→ Directions for this task
Repeat each record below exactly as it is written.

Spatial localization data
◇ ◇ ◇ ◇ ◇

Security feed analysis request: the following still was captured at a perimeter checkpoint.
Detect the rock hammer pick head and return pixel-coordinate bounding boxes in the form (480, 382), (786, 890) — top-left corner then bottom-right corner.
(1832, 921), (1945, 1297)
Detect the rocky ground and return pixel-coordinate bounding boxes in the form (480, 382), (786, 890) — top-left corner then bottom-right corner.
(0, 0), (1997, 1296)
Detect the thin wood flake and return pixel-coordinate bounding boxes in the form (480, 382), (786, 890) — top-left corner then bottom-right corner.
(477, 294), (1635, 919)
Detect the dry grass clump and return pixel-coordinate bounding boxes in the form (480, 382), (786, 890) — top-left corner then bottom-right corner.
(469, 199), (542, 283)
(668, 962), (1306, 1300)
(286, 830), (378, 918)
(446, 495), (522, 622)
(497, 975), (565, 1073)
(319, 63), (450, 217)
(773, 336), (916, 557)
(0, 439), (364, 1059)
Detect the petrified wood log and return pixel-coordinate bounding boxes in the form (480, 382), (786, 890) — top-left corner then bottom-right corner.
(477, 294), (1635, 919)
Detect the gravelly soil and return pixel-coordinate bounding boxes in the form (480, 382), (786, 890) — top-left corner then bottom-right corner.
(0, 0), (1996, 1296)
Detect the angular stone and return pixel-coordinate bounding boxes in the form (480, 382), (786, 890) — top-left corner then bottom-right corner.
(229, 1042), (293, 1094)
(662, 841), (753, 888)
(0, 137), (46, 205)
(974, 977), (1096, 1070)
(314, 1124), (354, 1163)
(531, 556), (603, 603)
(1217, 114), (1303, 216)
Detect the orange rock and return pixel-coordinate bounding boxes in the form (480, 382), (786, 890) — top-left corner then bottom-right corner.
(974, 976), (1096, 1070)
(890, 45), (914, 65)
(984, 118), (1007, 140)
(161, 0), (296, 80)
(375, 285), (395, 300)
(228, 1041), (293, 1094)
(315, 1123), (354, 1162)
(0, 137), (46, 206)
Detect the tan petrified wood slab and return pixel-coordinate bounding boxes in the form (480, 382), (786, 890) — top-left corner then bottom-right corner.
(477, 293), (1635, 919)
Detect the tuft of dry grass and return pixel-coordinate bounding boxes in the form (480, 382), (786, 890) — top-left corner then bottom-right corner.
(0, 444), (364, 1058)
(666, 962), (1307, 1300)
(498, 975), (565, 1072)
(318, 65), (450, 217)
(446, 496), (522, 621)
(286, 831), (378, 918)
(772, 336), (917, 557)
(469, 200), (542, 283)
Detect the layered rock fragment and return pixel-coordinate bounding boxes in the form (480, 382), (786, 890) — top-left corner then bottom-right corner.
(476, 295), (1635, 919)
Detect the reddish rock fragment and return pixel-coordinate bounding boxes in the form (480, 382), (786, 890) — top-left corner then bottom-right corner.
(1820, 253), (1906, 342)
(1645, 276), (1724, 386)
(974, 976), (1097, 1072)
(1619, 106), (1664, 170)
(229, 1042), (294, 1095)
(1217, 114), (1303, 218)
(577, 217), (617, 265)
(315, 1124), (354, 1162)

◇ ◇ ◇ ◇ ◇

→ Finished exercise
Security feed analysis request: the following still was captured at a perimeter checkpoint.
Detect the rock hammer pick head and return pixel-coordinate bounding boxes in the form (480, 382), (786, 890) — top-left corner then bottom-right corner.
(1832, 921), (1945, 1297)
Detect the rocky ground and return pixel-coordinate bounding boxes in the form (480, 382), (786, 890) — top-left corner then bottom-right corner.
(0, 0), (1997, 1296)
Detect the thin wood flake and return pixel-coordinate bounding boxes in the form (480, 382), (786, 890) — top-left corner then bottom-right corner.
(477, 294), (1635, 919)
Detect the dry grass clump and return pixel-coordinate bounding boxes in the form (480, 382), (786, 890) — top-left corner then bottom-right corner.
(469, 199), (542, 283)
(668, 962), (1306, 1300)
(286, 830), (378, 918)
(446, 495), (522, 622)
(497, 975), (565, 1073)
(319, 63), (450, 217)
(773, 336), (916, 557)
(0, 439), (364, 1059)
Detect the petrified wood log and return pixel-coordinate bounding boxes in the form (480, 382), (786, 890) — top-left corner then bottom-right corner.
(477, 294), (1635, 919)
Detect the gravelly soil and return pixel-coordinate bounding boxes in the form (480, 382), (786, 890) — top-left corner then bottom-right corner.
(0, 0), (1996, 1296)
Detect the angular stone and return pixel-coordinate bounding boxes in the form (480, 382), (786, 890) — top-left corner then bottom-right corner.
(229, 1042), (293, 1094)
(662, 841), (753, 888)
(0, 137), (46, 205)
(974, 977), (1096, 1070)
(314, 1124), (354, 1163)
(531, 556), (603, 603)
(1217, 114), (1303, 216)
Detect the orange rock and return pixel-coordinate bounding boxes in the form (480, 382), (786, 890) — top-left corner then bottom-right corner.
(974, 976), (1096, 1070)
(890, 45), (914, 65)
(984, 118), (1007, 140)
(161, 0), (296, 80)
(375, 285), (395, 300)
(228, 1041), (293, 1094)
(315, 1123), (354, 1162)
(0, 137), (46, 206)
Detect the tan petrified wood slab and return pixel-coordinate bounding boxes in the form (480, 382), (786, 890) — top-left corner then bottom-right corner.
(477, 293), (1635, 919)
Detect the tuft of dry grass and return pixel-coordinate bounding boxes in the form (480, 382), (786, 890) — top-left corner then bottom-right corner.
(0, 444), (364, 1058)
(666, 962), (1307, 1300)
(498, 975), (565, 1072)
(318, 65), (450, 217)
(446, 496), (522, 621)
(286, 831), (378, 918)
(772, 336), (917, 557)
(469, 200), (542, 283)
Detect the layered rock fragment and return pixel-coordinate bounding boxes in the form (480, 382), (786, 890) — top-left corner then bottom-right corner.
(476, 295), (1635, 919)
Detect the reddish rock fragment and return pixel-coordinate bounding boxes in the form (480, 382), (786, 890) — top-left corner then bottom-right corner.
(1820, 253), (1906, 342)
(1645, 276), (1724, 386)
(974, 976), (1097, 1072)
(1619, 106), (1664, 170)
(229, 1042), (294, 1095)
(1217, 114), (1303, 218)
(577, 217), (617, 265)
(315, 1124), (354, 1162)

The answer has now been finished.